Excerpt from a dataset:
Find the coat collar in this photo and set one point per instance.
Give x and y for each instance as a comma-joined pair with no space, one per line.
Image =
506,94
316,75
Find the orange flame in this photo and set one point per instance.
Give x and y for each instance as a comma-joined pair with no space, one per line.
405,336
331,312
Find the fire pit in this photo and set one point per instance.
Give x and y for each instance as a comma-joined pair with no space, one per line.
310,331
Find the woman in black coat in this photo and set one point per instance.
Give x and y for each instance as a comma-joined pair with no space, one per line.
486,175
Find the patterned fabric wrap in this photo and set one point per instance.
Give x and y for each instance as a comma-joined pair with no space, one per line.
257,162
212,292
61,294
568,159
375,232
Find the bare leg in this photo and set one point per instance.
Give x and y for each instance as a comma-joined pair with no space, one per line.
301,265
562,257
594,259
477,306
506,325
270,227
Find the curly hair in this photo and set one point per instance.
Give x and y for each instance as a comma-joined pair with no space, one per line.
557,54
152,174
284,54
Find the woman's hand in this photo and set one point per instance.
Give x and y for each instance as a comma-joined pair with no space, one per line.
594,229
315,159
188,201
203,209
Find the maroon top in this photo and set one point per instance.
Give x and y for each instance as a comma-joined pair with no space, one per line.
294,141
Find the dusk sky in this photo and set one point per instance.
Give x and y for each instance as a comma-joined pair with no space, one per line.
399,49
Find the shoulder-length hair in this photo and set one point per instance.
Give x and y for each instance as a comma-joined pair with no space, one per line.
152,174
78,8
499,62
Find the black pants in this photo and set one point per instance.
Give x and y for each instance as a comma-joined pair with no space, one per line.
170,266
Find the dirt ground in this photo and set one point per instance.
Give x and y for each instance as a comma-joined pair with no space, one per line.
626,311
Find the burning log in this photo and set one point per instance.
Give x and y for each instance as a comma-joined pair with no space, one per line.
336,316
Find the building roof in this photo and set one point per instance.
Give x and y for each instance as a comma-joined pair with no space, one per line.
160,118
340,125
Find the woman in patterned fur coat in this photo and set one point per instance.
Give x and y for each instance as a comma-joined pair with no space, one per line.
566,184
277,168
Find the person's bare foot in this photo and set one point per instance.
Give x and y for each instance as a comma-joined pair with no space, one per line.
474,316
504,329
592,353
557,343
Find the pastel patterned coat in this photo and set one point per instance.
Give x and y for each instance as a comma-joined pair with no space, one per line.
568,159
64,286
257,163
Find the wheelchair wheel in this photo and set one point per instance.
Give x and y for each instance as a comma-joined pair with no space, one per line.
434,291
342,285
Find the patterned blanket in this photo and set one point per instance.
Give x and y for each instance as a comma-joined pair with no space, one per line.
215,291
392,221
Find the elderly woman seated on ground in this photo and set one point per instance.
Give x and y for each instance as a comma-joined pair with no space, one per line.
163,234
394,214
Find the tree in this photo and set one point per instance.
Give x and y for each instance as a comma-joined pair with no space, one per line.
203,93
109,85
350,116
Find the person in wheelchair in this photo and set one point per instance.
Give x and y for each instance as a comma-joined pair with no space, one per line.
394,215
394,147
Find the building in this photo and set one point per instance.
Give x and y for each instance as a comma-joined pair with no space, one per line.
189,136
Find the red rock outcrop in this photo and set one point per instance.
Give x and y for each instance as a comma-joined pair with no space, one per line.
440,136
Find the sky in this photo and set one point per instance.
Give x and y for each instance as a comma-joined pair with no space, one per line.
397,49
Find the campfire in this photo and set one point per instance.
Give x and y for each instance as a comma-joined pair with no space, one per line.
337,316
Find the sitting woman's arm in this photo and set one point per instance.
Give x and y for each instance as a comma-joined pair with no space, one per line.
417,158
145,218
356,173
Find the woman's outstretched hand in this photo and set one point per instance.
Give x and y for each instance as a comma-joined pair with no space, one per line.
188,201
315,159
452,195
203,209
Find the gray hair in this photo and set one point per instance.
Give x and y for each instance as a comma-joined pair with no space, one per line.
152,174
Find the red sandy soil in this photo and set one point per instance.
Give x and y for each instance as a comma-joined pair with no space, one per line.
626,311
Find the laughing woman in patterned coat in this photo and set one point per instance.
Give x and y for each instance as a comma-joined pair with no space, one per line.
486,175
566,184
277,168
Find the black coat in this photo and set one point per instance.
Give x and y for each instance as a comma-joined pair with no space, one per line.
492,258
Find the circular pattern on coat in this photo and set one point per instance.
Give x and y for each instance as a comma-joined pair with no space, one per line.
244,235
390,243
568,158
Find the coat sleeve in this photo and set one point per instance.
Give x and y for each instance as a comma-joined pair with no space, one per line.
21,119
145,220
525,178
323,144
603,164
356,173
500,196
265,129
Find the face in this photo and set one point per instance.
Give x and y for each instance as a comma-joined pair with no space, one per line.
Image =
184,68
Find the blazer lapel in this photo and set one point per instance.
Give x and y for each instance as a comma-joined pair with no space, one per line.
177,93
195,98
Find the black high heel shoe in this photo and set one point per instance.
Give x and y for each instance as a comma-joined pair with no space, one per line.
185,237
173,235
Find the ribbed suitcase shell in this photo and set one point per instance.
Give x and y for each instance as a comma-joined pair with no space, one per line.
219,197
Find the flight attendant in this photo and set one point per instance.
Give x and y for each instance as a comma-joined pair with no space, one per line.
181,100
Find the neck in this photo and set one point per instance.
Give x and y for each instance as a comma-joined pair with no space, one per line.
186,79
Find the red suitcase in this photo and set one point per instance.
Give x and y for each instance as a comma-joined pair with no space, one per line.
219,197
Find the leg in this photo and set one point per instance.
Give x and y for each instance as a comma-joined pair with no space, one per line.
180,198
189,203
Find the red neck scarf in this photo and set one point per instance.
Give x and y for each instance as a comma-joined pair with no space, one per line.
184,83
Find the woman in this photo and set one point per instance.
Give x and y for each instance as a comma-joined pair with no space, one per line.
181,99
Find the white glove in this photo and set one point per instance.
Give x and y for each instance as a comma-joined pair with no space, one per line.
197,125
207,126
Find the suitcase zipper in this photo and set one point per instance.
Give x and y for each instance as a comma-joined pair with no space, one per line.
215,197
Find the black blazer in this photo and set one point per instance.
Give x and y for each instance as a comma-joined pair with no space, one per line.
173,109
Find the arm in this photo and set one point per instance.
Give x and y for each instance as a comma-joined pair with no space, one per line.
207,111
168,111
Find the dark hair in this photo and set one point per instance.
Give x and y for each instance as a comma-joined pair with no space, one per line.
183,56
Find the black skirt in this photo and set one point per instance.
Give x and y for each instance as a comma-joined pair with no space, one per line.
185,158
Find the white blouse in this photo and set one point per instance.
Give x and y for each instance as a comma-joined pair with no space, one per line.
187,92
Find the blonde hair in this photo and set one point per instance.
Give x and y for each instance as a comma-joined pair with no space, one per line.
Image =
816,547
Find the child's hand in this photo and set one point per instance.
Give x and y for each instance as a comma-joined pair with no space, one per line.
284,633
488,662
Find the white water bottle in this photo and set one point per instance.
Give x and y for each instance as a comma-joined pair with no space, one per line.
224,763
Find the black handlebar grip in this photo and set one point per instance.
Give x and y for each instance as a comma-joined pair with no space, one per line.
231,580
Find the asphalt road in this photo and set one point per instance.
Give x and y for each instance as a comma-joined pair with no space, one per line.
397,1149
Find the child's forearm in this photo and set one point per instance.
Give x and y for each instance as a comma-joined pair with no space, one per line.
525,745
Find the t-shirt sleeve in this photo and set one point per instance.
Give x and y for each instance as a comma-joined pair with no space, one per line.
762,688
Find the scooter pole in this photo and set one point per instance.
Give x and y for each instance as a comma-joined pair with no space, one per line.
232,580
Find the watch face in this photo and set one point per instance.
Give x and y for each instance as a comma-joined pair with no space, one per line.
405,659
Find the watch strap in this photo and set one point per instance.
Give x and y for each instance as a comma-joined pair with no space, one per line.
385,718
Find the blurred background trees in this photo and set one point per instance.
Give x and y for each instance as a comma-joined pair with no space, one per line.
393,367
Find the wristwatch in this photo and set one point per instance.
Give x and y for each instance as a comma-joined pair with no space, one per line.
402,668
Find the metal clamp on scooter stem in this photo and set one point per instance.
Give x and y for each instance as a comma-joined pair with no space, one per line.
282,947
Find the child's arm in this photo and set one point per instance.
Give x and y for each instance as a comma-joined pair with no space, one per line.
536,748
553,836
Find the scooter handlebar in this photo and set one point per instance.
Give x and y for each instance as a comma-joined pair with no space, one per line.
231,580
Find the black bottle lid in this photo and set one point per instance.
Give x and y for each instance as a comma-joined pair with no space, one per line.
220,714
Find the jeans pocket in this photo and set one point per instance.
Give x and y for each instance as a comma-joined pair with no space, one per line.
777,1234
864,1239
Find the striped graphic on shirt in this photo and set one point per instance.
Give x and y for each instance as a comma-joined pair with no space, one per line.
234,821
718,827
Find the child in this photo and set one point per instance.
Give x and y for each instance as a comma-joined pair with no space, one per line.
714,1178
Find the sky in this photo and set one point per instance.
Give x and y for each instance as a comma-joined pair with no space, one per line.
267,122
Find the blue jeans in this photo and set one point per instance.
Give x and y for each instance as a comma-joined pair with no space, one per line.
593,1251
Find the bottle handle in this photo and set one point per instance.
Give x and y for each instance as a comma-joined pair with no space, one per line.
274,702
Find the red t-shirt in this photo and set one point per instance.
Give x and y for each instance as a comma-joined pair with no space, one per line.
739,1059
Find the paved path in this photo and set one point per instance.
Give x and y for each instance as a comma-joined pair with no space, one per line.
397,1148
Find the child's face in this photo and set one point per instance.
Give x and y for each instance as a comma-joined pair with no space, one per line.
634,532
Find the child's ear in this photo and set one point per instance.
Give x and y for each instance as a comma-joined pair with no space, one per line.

INSTRUCTIONS TO FOLLOW: Reproduce without any change every line of the records from the one containing "Find the bottle" down to the final line, including both.

SOLUTION:
Find the bottle handle in this photo and set one point per instance.
Give x and y for each instance as a comma-joined pair with no space, one per line.
274,702
Find the red t-shirt in this photo and set one point per instance.
Give x and y for each instance as a comma-joined pair with no space, one per line.
739,1059
Find the paved path in this photo and set one point per instance.
Give x and y for each instance as a comma-joined pair with no space, one per line.
397,1148
Find the child's face in this photo and set one point per instance.
Give x and y for each instance as a comma-joined pair with no space, one per line.
634,532
Find the child's ear in this photo and set one point per instance.
Give x and y for each instance as a comma-joined pair with no space, one per line.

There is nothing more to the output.